Tareas a realizar
1. Según el texto sobre Martín Luis Guzmán, ¿dónde tenía sus oficinas el diario El Mundo?
2. En el texto sobre Martín Luis Guzmán, convierte en una lista breve el párrafo que comienza con «Pero literariamente ya conocía» y conserva sus datos principales.

Bloque de texto
########################################

Por Ermilo Abreu Gómez

 

A Martín Luis Guzmán lo comencé a tratar cuando publicaba el diario El Mundo por los años de 1922 y 1923, si no me equivoco. El diario tenía sus oficinas cerca de San Fernando. No olvido que la entrada a las oficinas era muy dificultosa porque había que trepar unos peldaños así de altos en los que todos los visitantes (o casi todos, por mejor decir) tropezaban. Al menos yo, yendo con Rafaelito de los Ríos, me di una caída que me dejó un chichón así de grande.

Pero literariamente ya conocía a Martín Luis; ya había leído La querella de México, publicada en Madrid, y A orillas del Hudson, publicado en México. Estos libros se leyeron y comentaron en las reuniones sabatinas del grupo literario “Nosotros”, animado por Rafael de los Ríos. En estos libros vimos la confirmación de nuestras incipientes ideas, relacionadas con el carácter de la literatura mexicana.

Pensábamos que no era posible persistir en una simple y adocenada postura de copia y recuerdo de las literaturas europeas: que era necesario volver los ojos y los oídos a nosotros mismos, a nuestras cosas, por más que fueran humildes, maltrechas y hasta contrahechas. Pensábamos que era indispensable hacer la historia del espíritu de México. Pensábamos que esto jamás lo completaríamos valiéndonos de retazos y parches (aunque fuera de oro) arrancados de otros paisajes. En las discusiones solían tomar parte algunos amigos que hoy han desaparecido. Recuerdo a Pérez Martínez, a José María Benítez, a los hermanos Ortiz Vidales. (De estos hermanos sobrevive uno, acaso el más querido por nosotros). Con aquellas lecturas me acerqué más al pensamiento y al estilo de Martín Luis Guzmán. Por estas lecturas fui desechando otras que antes me seducían. Empecé a advertir los valores de la claridad, de la sobriedad y de la concordancia que debe prevalecer entre la idea y la palabra, entre el fondo y la forma. Para alcanzar el significado profundo de esta experiencia he necesitado más de medio siglo. Torpeza mía, sin duda.

########################################

Datos proporcionados

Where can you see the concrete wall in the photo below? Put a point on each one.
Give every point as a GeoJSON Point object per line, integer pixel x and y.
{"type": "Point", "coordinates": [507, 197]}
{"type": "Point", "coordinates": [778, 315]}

########################################

Soluciones completas
1. Cerca de San Fernando.

2.
- Ya conocía literariamente a Martín Luis Guzmán por La querella de México, publicada en Madrid, y A orillas del Hudson, publicado en México.
- Ambos libros se leyeron y comentaron en las reuniones sabatinas del grupo literario “Nosotros”, animado por Rafael de los Ríos.
- En ellos el grupo vio confirmadas sus incipientes ideas sobre el carácter de la literatura mexicana.